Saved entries
++++++

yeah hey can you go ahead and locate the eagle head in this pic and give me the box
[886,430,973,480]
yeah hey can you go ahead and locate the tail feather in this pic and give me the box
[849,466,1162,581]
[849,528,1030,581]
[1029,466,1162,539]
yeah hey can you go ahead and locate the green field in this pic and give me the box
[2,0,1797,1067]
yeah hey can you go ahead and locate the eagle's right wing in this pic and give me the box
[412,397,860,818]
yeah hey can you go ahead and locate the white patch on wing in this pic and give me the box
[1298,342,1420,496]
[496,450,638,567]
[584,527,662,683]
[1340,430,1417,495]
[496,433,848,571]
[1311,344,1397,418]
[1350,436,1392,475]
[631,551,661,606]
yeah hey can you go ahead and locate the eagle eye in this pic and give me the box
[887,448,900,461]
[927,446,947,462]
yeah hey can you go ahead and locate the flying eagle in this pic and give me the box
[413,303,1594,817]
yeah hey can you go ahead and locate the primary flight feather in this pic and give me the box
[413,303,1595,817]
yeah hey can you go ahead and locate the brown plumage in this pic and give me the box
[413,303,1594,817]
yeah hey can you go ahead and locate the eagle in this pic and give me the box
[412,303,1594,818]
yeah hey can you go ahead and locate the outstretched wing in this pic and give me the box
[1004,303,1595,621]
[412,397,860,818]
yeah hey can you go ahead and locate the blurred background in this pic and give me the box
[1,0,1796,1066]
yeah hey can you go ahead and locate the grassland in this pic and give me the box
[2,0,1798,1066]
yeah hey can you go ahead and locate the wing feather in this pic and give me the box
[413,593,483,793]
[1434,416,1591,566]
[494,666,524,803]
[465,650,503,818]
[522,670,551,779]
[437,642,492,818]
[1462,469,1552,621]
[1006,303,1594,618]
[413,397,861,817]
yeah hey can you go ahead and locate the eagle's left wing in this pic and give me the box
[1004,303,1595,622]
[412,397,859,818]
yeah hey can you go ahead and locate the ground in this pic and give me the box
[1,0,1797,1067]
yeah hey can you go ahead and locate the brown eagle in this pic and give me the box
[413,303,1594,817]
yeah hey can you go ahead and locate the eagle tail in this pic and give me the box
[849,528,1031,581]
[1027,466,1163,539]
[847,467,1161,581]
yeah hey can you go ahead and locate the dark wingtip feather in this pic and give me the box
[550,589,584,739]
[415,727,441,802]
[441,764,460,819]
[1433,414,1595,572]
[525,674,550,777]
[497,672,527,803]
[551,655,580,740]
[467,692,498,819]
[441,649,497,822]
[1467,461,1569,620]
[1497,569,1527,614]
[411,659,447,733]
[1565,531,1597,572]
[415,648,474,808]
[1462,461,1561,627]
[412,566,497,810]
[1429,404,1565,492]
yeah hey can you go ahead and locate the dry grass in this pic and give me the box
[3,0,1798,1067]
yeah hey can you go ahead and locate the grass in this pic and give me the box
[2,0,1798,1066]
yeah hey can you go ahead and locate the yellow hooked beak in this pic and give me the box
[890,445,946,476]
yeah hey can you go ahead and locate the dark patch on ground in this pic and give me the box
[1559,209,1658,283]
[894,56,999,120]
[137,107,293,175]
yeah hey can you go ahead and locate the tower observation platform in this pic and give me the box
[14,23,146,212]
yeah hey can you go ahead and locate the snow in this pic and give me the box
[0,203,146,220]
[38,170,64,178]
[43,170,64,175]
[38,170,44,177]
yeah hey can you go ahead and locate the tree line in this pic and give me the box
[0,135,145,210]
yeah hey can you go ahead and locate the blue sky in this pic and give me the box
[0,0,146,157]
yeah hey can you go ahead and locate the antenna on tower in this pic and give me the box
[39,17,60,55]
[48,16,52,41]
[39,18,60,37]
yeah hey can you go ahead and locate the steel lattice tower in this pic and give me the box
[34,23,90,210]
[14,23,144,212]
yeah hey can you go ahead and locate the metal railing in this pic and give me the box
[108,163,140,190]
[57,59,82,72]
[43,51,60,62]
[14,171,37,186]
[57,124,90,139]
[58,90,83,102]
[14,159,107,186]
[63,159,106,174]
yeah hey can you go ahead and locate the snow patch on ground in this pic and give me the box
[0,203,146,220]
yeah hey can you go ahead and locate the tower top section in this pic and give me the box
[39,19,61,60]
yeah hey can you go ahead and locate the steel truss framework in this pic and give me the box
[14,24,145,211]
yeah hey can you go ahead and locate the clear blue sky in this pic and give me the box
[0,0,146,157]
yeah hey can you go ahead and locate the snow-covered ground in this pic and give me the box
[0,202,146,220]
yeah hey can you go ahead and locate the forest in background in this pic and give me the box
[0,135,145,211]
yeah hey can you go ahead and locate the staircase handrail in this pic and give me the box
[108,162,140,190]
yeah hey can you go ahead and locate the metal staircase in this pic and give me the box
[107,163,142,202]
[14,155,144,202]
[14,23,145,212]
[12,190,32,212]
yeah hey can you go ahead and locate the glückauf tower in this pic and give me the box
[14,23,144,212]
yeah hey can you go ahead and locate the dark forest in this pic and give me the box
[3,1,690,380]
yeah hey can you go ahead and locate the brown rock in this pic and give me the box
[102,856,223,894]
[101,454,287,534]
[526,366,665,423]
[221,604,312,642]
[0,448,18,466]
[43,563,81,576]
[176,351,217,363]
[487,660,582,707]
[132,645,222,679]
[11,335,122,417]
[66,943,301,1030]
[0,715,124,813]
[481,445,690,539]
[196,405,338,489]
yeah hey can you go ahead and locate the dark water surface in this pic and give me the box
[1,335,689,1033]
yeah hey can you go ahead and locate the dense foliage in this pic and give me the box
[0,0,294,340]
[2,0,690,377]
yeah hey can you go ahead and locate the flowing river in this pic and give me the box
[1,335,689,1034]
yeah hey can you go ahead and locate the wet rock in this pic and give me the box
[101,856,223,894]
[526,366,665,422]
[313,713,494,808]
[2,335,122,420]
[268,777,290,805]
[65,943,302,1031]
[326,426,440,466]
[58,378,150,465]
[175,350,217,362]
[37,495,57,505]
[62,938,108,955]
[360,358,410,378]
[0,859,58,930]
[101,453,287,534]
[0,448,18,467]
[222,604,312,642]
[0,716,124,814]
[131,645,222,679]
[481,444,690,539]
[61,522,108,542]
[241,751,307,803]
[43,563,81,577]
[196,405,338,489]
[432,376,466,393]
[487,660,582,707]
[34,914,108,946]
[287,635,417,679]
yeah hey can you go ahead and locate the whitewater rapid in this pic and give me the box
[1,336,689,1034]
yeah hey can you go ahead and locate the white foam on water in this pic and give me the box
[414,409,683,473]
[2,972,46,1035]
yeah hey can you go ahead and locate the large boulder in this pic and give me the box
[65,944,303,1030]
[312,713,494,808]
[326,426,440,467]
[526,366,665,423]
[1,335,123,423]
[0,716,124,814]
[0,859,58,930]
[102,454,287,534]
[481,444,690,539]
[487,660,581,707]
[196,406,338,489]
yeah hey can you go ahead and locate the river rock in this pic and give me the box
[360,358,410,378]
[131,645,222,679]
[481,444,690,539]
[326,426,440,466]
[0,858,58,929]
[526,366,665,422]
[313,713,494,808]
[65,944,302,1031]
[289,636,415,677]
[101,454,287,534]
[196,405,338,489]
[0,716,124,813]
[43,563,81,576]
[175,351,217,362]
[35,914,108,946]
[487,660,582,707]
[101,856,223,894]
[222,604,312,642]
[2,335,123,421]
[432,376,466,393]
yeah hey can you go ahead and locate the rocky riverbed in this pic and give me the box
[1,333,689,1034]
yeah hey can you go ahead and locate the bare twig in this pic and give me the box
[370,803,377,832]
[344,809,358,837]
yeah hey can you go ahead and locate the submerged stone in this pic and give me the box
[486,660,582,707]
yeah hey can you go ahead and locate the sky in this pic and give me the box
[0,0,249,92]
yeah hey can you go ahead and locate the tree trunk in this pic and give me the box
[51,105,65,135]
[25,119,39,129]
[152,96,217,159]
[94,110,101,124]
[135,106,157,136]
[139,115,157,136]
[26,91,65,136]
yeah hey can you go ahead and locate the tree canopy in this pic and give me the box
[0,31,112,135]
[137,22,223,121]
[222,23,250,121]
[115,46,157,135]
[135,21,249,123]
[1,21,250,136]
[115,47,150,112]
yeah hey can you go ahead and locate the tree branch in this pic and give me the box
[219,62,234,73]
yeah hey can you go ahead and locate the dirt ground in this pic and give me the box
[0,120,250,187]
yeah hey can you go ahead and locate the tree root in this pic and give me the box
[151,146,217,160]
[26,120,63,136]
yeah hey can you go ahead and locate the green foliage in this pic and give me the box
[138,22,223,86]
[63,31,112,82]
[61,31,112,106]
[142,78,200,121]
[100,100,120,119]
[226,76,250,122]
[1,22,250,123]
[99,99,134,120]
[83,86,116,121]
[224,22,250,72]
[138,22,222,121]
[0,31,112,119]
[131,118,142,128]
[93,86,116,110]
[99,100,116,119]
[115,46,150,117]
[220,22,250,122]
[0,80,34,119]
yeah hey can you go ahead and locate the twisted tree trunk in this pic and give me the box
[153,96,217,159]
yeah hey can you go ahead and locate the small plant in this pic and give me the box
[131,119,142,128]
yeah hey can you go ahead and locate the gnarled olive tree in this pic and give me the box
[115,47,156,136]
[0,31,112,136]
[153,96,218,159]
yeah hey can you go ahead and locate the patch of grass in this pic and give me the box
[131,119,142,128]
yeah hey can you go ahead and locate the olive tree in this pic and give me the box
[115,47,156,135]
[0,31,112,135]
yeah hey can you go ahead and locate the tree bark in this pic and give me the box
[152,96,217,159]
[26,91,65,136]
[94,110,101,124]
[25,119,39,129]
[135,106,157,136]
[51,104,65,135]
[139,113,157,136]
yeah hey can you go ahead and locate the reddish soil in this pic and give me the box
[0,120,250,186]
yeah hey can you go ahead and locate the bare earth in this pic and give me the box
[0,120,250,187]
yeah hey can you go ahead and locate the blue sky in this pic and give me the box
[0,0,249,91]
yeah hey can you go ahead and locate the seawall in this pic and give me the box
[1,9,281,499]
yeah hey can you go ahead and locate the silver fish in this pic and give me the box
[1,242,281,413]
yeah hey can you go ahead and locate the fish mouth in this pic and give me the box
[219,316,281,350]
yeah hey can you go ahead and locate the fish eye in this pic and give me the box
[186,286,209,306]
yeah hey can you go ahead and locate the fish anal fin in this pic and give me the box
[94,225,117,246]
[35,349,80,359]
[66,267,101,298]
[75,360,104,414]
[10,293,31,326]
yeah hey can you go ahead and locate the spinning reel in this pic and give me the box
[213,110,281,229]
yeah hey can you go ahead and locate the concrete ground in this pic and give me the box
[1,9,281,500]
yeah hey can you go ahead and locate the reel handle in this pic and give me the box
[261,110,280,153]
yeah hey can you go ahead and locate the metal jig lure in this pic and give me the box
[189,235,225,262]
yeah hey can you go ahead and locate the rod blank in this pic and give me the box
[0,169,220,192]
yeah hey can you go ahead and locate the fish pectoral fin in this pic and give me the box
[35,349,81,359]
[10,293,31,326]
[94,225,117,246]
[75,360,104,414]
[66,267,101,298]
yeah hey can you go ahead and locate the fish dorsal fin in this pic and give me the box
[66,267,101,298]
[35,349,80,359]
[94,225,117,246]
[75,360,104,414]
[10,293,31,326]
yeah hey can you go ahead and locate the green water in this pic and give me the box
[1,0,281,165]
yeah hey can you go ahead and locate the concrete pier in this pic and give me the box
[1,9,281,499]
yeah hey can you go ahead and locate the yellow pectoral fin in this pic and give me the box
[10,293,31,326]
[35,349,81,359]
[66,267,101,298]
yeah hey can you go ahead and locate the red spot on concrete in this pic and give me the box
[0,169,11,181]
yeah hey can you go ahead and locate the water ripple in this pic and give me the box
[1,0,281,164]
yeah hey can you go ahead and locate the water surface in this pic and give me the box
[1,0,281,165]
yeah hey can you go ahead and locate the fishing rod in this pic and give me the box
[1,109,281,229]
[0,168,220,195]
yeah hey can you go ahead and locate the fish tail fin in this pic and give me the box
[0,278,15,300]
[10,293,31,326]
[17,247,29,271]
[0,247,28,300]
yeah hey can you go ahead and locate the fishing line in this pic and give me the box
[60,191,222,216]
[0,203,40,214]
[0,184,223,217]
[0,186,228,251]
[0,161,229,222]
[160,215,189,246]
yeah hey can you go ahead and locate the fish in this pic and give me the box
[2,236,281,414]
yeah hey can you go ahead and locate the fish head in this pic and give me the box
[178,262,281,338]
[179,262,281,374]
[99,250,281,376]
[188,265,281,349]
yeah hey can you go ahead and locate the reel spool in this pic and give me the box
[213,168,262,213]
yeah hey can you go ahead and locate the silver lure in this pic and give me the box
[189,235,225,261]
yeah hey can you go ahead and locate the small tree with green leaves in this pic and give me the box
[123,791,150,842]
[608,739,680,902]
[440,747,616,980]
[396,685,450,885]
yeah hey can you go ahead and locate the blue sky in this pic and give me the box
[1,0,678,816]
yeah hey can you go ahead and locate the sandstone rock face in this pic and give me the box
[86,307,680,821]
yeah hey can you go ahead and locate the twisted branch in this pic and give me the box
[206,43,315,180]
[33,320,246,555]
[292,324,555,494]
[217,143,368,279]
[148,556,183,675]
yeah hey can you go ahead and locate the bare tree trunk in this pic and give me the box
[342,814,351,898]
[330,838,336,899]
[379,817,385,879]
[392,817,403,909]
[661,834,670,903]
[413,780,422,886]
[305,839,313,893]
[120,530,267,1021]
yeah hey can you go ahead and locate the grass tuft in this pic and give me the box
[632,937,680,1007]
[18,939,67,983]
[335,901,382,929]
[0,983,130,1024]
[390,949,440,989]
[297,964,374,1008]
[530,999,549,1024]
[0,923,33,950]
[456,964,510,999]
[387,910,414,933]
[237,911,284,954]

++++++

• _WHAT THIS TASK INVOLVES_
Your answer should hold exactly the lines from the one containing "yeah hey can you go ahead and locate the bare tree" through the end of the entries above, and nothing else.

• _WRITTEN ANSWER_
yeah hey can you go ahead and locate the bare tree trunk in this pic and give me the box
[342,814,351,898]
[330,838,336,899]
[379,817,385,879]
[392,817,403,909]
[661,834,670,903]
[413,780,422,886]
[305,839,313,893]
[120,530,267,1021]
yeah hey can you go ahead and locate the grass tuft in this pic and give me the box
[632,937,680,1007]
[18,939,67,983]
[335,901,382,929]
[0,983,130,1024]
[390,949,440,989]
[297,964,374,1008]
[530,999,549,1024]
[0,923,33,950]
[456,964,510,999]
[387,910,414,933]
[237,911,284,954]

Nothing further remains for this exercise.